▶ _PROBLEMS TO SOLVE_:
• 1. In the education announcements, state why The Recording Academy and The Grammy Foundation established the Music Educator Award.
• 2. Summarize the education announcements in two sentences.
• 3. Resume the education event announcements after their final sentence, adding further text in the same format.

▶ _DOCUMENT EXCERPT_:
● ● ● ● ●

Educations Savings Accounts forum: Educate Nevada Now, powered by The Rogers Foundation, is hosting a forum in conjunction with ACLU of Nevada and other community partners about Educations Savings Accounts, set to start at 5:30 p.m. March 14 at The Gay & Lesbian Community Center, 401 S. Maryland Parkway. Presentations are planned by Sylvia Lazos, policy director for Educate Nevada Now and Tod Story, executive director for ACLU of Nevada. An audience question-and-answer session is planned with an Education & Advocacy Panel. Seating is limited. RSVP at thecenterlv.org/esa.
Music Educator Awards: The fourth annual Music Educator Award nominations are open through March 15 at GrammyMusicTeacher.com. The award presented by The Recording Academy and The Grammy Foundation was established to recognize exceptional music educators throughout the country who have made a significant and lasting contribution to the field of music education and demonstrate a commitment to the broader cause of maintaining music education in the schools. Nominated teachers will be notified and invited to fill out an application. The deadline for applications is March 31. The award is open to current U.S. music teachers, and anyone can nominate a teacher — students, parents, friends, colleagues, community members, school deans and administrators. Teachers are also able to nominate themselves.

● ● ● ● ●

▶ _SUPPLIED MATERIAL_:

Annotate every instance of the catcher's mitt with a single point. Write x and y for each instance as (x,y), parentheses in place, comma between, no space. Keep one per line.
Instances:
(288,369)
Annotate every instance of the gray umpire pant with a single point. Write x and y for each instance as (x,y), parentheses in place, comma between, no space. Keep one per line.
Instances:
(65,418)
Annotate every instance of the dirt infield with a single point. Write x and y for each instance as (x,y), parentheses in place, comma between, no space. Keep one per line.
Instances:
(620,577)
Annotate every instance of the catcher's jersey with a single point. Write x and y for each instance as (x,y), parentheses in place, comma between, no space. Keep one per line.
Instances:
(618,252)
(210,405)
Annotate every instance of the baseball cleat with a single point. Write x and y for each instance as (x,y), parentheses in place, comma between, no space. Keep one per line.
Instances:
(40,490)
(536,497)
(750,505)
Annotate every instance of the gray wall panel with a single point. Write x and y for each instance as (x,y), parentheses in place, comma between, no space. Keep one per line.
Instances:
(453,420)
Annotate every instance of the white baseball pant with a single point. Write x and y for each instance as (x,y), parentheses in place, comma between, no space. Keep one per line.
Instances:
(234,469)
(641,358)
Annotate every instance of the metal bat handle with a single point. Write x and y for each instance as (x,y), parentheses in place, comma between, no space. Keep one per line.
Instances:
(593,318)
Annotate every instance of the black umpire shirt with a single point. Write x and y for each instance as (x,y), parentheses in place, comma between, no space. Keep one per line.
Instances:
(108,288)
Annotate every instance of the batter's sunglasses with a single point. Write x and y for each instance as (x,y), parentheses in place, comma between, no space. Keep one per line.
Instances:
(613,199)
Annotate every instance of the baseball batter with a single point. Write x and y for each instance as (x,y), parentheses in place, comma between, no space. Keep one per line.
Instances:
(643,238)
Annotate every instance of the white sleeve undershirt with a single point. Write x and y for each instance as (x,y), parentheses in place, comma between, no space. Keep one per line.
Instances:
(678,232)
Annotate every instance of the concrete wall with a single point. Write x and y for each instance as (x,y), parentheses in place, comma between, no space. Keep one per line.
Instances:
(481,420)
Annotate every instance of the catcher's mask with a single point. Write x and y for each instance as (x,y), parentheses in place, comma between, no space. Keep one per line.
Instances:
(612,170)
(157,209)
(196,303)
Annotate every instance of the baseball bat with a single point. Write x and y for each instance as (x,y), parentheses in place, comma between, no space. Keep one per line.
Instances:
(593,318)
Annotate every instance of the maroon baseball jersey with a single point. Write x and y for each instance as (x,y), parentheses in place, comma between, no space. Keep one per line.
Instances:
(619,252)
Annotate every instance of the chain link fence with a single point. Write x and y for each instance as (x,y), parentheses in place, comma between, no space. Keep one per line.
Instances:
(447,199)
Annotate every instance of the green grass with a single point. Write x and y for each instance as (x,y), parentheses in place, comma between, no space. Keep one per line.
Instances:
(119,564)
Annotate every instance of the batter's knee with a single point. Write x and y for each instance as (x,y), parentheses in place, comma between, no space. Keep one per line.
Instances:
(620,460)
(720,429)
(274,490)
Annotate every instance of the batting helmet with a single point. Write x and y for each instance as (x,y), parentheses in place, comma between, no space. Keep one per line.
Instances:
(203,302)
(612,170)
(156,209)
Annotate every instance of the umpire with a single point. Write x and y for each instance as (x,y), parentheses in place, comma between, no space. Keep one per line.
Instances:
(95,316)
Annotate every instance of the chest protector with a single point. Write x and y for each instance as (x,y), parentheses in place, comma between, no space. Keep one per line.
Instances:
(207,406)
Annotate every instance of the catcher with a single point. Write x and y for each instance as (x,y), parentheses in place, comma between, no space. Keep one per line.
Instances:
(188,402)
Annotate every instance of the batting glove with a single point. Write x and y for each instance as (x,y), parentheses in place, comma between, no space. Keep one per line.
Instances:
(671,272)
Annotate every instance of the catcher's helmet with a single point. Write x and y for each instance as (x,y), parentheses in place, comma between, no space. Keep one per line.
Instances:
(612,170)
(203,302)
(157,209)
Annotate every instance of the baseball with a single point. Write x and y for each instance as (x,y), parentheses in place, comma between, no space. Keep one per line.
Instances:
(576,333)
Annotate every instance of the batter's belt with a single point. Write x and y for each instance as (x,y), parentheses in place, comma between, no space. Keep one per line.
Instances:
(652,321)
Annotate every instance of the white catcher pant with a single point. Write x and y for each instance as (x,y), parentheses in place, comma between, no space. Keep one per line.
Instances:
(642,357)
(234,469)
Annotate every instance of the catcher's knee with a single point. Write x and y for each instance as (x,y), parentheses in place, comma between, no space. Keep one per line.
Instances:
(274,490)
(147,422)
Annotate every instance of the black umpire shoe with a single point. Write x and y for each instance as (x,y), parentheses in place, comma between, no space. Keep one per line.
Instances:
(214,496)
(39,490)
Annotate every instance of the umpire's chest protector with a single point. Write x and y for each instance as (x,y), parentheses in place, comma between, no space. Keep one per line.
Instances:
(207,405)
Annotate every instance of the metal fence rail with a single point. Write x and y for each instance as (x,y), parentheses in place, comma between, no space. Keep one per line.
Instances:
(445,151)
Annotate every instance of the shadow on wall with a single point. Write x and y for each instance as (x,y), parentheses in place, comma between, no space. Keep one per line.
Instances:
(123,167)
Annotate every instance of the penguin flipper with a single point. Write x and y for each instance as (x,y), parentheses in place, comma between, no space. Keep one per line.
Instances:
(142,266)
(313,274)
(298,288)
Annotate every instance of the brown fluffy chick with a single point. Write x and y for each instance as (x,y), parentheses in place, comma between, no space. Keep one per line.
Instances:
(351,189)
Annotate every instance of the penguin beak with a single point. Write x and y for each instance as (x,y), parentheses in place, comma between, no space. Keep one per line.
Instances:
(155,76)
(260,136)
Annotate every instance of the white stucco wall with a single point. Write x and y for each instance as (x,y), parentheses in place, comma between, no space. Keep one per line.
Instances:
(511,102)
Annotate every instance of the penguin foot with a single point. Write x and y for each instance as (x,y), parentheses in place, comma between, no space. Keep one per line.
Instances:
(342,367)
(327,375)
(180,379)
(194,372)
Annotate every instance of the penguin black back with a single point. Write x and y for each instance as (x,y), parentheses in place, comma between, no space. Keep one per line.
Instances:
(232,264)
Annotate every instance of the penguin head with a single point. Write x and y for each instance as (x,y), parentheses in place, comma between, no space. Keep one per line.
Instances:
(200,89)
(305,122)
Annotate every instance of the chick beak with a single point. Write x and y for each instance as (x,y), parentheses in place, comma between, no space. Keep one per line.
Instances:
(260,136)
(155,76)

● ● ● ● ●

▶ _YOUR RESPONSES_:
• 1. The award was established to recognize exceptional music educators across the country who have made a significant and lasting contribution to music education. It also recognizes teachers who demonstrate a commitment to the broader cause of keeping music education in the schools.

• 2. Educate Nevada Now, the ACLU of Nevada and other community partners are hosting a forum on Education Savings Accounts at 5:30 p.m. March 14 at The Gay & Lesbian Community Center, with presentations, an audience question-and-answer session and limited seating that requires an RSVP. Nominations for the fourth annual Music Educator Award, which is open to current U.S. music teachers, are accepted through March 15 at GrammyMusicTeacher.com, and nominated teachers must submit applications by March 31.

• 3.
Book, cash donation: City National Bank, through its Reading is The way up literacy program, and Barnes & Noble, are set to donate more than $25,000 in new books and cash to the Assistance League Las Vegas and its Operation School Bell program as part of their eighth annual Holiday Book Drive program. Representatives from City National and Barnes & Noble will be presenting Assistance League officials with these donations at 10:45 a.m. March 10 at Assistance League Las Vegas, 6446 W. Charleston Blvd.
New academy director: Coral Academy of Science Las Vegas, an award-winning Science, Technology, Engineering and Mathematics school, announced Noah Stevens as site director for the new Las Vegas campus scheduled to open for the 2016-17 school year in Centennial Hills.
STEM Expo: The third annual STEM (Science, Technology, Engineering and Mathematics) Expo is planned from 10 a.m. to noon March 12 at Coral Academy of Science Las Vegas, 1051 Sandy Ridge Ave. Created by students for students, the event is set to see more than 300 students and parents and is to feature nearly 130 interactive exhibits and hands-on activities. It is free and open to the public. Children of all ages are invited. Visit CASLV.org
Fresh produce to students: Three Square food bank is teaming with up with local charity Create A Change Now to bring fresh produce to children in the community who struggle obtaining nutritional options. Since last August, the pair has provided more than 1,000 students with a 5-pound bag of assorted fresh produce. Visit createachangenow.org or threesquare.org.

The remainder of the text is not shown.